# Written task
Copy only the lines between the one containing "target | flagpole" and the end of the records, both included, leaving out pictures.
________________________
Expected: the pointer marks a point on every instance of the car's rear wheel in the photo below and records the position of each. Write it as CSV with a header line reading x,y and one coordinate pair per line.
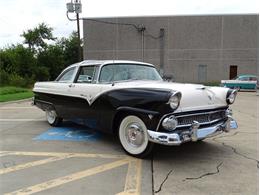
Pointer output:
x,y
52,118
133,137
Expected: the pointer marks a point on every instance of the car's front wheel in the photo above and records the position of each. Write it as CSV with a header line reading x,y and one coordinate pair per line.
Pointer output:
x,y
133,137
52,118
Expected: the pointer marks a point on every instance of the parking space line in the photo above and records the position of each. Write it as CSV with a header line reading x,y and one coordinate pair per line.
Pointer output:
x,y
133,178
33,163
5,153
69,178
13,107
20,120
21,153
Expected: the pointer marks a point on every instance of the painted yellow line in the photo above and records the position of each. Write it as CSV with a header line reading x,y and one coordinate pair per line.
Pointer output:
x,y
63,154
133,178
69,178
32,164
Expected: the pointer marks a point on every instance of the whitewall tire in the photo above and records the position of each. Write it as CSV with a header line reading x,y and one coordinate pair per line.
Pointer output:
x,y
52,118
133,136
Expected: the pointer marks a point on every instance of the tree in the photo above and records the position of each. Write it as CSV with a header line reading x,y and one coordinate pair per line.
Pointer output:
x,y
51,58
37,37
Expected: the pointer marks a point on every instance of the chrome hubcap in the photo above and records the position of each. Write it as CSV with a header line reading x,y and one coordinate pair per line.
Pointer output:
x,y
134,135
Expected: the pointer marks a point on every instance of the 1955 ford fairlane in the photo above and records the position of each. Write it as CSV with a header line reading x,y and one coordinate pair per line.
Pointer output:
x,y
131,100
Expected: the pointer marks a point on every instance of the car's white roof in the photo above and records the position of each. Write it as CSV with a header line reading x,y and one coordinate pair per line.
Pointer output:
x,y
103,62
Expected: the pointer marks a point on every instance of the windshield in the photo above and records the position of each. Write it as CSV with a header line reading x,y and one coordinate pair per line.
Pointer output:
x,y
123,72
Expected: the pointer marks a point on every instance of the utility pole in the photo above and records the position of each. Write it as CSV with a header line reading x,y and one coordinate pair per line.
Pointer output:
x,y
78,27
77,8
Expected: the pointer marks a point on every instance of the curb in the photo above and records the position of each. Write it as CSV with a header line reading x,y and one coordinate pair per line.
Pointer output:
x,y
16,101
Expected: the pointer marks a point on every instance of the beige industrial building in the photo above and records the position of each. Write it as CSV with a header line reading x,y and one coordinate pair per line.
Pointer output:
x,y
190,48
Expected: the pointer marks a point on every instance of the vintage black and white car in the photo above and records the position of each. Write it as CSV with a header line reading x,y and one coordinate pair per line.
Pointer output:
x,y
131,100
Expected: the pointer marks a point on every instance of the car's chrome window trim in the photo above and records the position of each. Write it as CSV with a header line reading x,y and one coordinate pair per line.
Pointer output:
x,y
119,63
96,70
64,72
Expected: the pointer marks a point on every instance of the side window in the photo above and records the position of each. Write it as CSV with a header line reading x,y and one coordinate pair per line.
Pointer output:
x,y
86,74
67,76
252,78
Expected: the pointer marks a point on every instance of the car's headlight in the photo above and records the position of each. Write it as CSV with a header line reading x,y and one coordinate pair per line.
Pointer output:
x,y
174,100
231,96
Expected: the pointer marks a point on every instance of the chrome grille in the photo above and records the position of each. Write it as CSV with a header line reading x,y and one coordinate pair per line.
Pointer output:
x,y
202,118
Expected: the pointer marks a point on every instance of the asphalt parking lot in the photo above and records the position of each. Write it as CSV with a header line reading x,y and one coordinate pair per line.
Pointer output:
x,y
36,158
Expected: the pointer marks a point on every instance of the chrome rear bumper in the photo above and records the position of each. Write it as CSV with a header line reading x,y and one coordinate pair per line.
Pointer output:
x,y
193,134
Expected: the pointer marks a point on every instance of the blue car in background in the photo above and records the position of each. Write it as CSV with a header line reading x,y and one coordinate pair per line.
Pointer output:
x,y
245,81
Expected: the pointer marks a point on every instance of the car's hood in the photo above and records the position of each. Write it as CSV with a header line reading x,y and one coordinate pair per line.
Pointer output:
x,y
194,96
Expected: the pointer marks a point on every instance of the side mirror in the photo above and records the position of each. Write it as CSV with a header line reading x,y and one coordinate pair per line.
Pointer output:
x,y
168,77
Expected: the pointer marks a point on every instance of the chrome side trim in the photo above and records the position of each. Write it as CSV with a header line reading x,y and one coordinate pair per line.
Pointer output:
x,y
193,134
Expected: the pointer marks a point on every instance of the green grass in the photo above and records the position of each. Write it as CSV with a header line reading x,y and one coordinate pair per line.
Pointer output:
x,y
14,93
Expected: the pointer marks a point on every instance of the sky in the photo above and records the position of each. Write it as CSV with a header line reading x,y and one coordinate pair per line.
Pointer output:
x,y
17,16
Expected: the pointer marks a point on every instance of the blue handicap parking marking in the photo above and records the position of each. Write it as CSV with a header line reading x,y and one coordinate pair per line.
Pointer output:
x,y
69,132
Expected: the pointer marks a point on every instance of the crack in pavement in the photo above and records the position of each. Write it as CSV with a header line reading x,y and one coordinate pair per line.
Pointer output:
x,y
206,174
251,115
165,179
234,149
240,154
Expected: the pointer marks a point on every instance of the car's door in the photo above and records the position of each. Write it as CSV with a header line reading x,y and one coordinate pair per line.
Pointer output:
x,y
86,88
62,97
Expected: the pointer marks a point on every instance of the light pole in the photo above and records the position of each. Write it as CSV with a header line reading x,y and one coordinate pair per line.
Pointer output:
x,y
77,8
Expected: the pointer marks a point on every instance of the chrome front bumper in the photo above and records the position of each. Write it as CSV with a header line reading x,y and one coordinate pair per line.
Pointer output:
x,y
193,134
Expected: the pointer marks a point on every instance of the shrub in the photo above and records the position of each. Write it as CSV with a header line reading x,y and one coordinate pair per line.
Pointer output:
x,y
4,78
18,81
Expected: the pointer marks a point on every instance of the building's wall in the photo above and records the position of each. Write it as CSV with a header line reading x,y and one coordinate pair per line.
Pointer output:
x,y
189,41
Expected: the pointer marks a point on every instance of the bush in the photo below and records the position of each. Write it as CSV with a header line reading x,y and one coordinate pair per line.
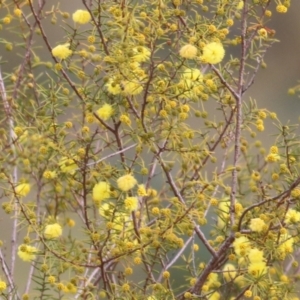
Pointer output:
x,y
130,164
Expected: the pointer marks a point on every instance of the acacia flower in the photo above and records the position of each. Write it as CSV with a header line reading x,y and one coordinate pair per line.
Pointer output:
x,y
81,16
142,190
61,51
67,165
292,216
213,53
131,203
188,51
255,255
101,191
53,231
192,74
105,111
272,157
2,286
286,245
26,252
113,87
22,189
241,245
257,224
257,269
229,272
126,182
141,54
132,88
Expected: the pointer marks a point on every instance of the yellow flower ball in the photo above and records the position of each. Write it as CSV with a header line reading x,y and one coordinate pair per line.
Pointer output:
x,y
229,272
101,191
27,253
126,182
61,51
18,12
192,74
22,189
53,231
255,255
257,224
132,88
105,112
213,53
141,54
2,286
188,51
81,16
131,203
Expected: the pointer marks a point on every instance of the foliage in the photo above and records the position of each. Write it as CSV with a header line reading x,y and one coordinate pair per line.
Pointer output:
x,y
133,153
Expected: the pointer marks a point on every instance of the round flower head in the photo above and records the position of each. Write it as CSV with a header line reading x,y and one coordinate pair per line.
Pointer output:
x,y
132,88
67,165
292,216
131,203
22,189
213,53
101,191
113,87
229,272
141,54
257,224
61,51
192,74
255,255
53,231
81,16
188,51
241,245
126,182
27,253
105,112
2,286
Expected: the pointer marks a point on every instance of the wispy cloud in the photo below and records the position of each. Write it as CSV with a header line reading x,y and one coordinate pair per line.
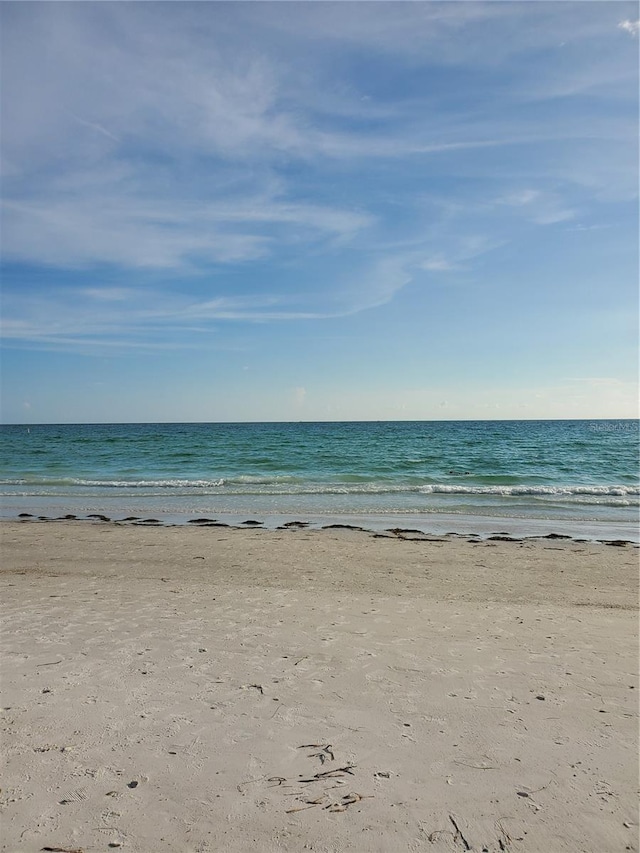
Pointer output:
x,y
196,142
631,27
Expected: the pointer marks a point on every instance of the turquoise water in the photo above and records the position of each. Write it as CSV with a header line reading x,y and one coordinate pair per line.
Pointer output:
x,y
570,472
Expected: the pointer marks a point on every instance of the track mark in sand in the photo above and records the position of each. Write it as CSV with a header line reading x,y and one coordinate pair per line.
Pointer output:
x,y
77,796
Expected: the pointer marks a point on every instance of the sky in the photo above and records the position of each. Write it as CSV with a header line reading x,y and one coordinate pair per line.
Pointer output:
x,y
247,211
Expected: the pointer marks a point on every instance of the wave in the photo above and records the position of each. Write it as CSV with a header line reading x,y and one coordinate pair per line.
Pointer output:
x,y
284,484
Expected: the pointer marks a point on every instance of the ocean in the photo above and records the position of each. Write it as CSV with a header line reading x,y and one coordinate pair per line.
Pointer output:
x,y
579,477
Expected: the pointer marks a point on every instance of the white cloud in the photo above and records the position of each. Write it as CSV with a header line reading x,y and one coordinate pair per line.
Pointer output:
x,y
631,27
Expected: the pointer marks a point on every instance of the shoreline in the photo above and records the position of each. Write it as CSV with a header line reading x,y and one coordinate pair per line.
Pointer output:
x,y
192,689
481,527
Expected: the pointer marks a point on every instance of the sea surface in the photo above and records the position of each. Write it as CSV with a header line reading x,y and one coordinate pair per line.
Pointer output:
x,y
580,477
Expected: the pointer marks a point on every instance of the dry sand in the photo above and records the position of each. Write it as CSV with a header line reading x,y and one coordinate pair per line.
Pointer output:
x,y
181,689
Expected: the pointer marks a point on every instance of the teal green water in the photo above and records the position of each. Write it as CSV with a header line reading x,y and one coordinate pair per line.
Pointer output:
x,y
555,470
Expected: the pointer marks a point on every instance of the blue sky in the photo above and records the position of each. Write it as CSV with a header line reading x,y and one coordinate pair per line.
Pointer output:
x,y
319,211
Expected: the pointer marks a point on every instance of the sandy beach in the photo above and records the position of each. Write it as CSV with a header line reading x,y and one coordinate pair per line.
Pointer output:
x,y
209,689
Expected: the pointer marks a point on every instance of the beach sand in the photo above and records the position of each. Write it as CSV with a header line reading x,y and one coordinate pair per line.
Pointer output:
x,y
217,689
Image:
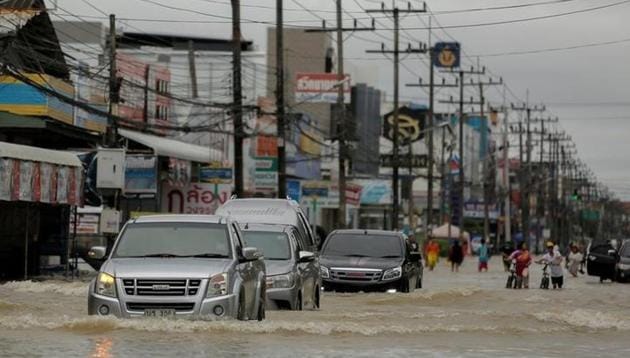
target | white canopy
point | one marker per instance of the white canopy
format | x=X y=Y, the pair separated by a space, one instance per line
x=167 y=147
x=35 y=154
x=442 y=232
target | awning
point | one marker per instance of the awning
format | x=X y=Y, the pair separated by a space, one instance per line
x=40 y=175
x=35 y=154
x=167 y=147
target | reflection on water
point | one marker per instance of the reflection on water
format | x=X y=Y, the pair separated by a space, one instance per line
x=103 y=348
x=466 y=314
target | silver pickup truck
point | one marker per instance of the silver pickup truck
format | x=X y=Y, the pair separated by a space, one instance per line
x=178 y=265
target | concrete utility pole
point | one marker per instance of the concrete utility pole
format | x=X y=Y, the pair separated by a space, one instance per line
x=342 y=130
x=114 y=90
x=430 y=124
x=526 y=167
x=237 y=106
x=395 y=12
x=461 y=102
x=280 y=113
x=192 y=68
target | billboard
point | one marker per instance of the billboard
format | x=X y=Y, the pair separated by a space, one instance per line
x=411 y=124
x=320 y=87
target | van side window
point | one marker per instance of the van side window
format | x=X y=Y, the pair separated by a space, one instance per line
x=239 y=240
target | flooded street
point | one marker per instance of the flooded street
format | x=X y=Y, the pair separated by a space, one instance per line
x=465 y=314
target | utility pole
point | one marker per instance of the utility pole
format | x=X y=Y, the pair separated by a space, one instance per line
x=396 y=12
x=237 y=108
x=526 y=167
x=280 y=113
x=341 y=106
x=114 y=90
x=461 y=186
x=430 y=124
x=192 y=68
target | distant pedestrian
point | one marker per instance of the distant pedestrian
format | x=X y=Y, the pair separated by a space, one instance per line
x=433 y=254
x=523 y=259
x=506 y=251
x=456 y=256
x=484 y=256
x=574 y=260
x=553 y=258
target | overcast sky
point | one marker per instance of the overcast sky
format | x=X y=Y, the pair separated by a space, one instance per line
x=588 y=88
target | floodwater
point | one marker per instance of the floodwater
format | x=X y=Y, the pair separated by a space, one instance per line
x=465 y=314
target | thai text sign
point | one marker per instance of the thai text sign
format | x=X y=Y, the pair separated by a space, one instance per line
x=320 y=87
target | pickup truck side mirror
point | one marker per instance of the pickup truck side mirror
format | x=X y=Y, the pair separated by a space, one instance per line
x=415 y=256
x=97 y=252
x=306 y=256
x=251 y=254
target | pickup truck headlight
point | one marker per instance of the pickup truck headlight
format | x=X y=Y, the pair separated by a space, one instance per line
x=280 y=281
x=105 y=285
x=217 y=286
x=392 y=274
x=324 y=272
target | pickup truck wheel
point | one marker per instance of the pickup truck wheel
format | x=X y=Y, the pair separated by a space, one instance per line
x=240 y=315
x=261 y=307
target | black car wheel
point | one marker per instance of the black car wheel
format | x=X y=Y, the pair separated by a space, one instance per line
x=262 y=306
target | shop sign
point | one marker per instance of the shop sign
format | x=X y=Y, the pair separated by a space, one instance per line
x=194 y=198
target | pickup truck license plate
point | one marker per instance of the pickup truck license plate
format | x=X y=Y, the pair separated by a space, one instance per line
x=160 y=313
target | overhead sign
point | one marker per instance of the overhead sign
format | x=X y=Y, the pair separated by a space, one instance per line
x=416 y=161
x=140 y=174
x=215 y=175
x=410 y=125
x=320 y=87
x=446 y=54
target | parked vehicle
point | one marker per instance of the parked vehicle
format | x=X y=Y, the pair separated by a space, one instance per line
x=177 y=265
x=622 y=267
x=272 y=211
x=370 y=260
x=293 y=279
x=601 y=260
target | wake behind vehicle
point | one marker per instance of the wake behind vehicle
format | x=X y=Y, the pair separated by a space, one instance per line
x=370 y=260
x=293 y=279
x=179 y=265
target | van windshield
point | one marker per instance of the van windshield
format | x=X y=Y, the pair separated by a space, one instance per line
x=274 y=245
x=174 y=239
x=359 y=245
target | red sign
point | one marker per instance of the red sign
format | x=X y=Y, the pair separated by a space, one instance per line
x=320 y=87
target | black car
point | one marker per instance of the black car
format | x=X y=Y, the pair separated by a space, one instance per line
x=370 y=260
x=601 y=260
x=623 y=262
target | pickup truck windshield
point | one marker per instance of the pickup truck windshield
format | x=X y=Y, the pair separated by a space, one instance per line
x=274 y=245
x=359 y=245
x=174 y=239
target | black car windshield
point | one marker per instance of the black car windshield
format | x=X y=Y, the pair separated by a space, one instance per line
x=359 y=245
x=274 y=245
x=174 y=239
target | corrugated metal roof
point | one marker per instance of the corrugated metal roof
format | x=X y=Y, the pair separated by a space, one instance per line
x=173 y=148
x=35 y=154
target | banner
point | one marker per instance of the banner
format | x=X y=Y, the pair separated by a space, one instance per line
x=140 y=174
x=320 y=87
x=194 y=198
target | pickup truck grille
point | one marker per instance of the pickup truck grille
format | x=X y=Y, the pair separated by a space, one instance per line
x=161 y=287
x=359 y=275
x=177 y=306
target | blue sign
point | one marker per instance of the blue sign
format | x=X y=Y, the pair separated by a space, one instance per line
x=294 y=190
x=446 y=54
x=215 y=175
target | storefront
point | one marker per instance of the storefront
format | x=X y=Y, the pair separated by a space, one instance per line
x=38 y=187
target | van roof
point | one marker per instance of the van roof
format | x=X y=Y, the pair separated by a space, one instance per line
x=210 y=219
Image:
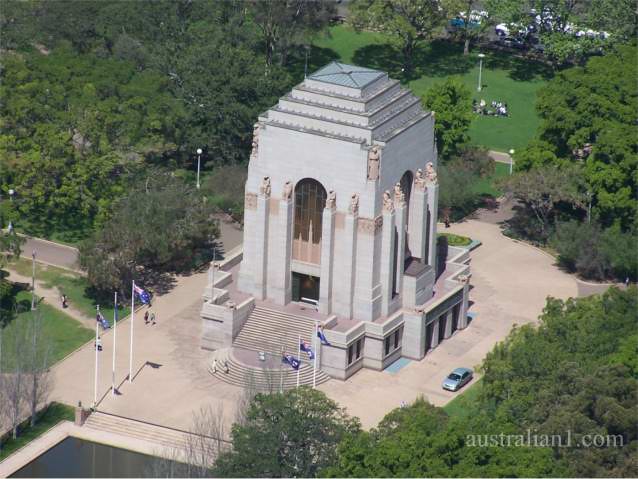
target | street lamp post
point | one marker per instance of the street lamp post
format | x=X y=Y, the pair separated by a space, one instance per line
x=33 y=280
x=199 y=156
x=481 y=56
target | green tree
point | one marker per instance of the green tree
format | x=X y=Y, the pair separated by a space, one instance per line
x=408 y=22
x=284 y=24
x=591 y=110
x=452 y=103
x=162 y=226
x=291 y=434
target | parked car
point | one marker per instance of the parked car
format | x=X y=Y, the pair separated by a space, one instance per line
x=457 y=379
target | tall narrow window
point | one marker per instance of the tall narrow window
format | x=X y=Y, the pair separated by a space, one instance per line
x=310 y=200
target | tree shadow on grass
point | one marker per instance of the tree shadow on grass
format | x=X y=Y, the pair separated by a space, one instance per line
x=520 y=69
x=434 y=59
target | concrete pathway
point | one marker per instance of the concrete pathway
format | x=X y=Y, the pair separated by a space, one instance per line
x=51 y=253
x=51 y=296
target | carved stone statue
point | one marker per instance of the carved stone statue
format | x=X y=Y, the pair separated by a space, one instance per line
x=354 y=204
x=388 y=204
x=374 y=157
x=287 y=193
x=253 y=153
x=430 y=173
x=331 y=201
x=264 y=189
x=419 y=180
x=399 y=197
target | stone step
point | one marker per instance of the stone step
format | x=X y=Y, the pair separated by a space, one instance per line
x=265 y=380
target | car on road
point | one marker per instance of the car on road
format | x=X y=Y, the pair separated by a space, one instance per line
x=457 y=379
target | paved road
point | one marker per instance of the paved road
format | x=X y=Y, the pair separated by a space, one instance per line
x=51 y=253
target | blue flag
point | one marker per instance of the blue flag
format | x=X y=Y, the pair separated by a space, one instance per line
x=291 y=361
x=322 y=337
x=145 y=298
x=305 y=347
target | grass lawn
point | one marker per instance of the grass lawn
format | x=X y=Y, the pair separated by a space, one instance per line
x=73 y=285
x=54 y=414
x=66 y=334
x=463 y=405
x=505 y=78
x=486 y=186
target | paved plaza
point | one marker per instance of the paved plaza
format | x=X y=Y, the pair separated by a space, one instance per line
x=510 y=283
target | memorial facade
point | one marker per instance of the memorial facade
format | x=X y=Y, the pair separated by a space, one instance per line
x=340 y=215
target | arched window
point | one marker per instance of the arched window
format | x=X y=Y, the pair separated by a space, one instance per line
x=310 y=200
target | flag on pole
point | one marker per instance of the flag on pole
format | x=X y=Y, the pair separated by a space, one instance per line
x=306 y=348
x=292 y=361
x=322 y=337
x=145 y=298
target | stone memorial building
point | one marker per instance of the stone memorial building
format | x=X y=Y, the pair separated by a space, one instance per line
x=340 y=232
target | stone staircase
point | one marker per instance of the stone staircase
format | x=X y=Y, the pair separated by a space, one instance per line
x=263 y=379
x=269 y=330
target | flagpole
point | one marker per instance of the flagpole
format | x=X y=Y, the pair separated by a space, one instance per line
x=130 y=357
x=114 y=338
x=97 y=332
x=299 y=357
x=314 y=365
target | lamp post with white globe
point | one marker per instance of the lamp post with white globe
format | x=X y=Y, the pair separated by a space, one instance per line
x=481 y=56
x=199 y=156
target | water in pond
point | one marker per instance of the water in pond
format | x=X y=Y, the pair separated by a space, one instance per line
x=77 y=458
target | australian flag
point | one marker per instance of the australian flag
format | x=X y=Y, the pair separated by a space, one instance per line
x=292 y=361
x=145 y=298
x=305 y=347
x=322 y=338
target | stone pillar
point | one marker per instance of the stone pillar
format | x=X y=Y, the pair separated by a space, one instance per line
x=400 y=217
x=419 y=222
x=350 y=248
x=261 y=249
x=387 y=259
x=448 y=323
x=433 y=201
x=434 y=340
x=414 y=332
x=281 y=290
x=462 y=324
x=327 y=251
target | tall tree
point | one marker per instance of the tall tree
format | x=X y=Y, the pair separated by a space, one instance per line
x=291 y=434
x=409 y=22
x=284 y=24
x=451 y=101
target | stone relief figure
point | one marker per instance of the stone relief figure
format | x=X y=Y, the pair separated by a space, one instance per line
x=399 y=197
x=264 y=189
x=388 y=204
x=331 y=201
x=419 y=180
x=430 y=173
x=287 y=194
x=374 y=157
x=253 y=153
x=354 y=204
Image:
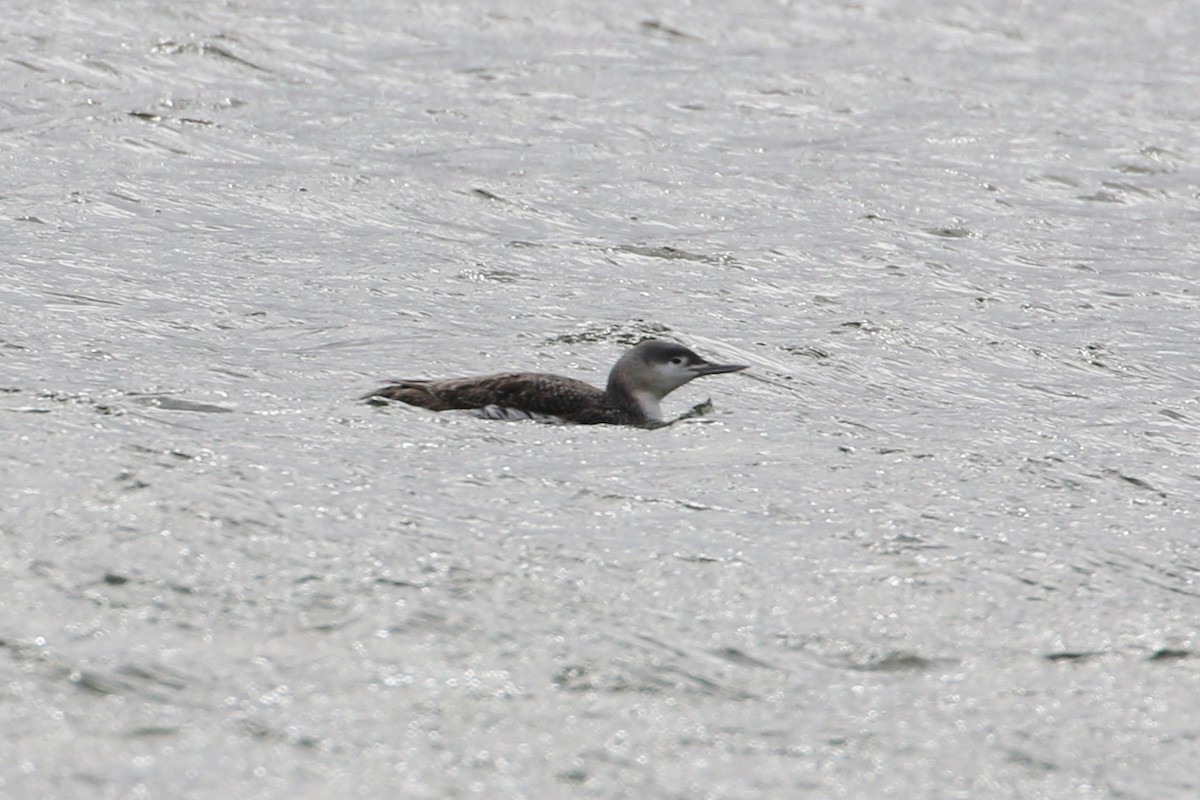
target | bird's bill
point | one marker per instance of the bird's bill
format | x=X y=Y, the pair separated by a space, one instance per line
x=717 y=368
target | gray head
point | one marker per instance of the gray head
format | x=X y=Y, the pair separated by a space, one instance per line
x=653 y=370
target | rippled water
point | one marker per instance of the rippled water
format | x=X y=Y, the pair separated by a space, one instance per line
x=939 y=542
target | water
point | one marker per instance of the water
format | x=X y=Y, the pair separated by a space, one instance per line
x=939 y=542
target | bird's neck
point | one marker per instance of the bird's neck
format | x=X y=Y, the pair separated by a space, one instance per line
________________________
# Solution below
target | flagpole
point | one marker per instance of the flagpole
format | x=X y=Y, the pair separated by a space, one instance per line
x=130 y=357
x=114 y=338
x=97 y=332
x=299 y=357
x=314 y=365
target | lamp post with white globe
point | one marker per instance of the lamp post with white globe
format | x=X y=Y, the pair separated by a space, one instance per line
x=481 y=56
x=199 y=156
target | water in pond
point | one marker per instance of the water in pond
format | x=X y=Y, the pair separated by a space, one instance per line
x=77 y=458
target | australian flag
point | one marker per instance of the australian flag
format | x=X y=Y, the pair separated by a space, one instance per line
x=292 y=361
x=145 y=298
x=305 y=347
x=322 y=338
target | stone pillar
point | one marker per instance of the stone pillar
format | x=X y=Y, the pair separated by a space, one instance per line
x=400 y=217
x=419 y=222
x=350 y=248
x=261 y=249
x=387 y=259
x=448 y=323
x=433 y=201
x=434 y=340
x=414 y=332
x=281 y=290
x=462 y=324
x=327 y=251
target | tall tree
point | one marker per instance of the tall tree
format | x=X y=Y, the pair separated by a space, one instance per line
x=291 y=434
x=409 y=22
x=284 y=24
x=451 y=101
target | stone relief figure
point | one marker per instance of the stone relief figure
format | x=X y=Y, the pair separated by a space, one instance per line
x=399 y=197
x=264 y=189
x=388 y=204
x=331 y=201
x=419 y=180
x=430 y=173
x=287 y=194
x=374 y=157
x=253 y=153
x=354 y=204
Image:
target | bird's bill
point | one marker per instance of the bird's bill
format | x=X y=Y, the pair separated by a space, one instance per line
x=717 y=368
target | gray head
point | one marker per instance of the gray head
format | x=X y=Y, the pair separated by a space, one instance per line
x=653 y=370
target | rippled water
point | one marker per instance of the rippled water
format | x=X y=Y, the pair separated by a space, one instance per line
x=939 y=542
target | water
point | one marker per instance of the water
format | x=X y=Y, the pair separated by a space, one instance per line
x=939 y=542
target | bird's neck
point | one marker per instance of the bird's neck
format | x=X y=Y, the pair separated by a space, one instance per line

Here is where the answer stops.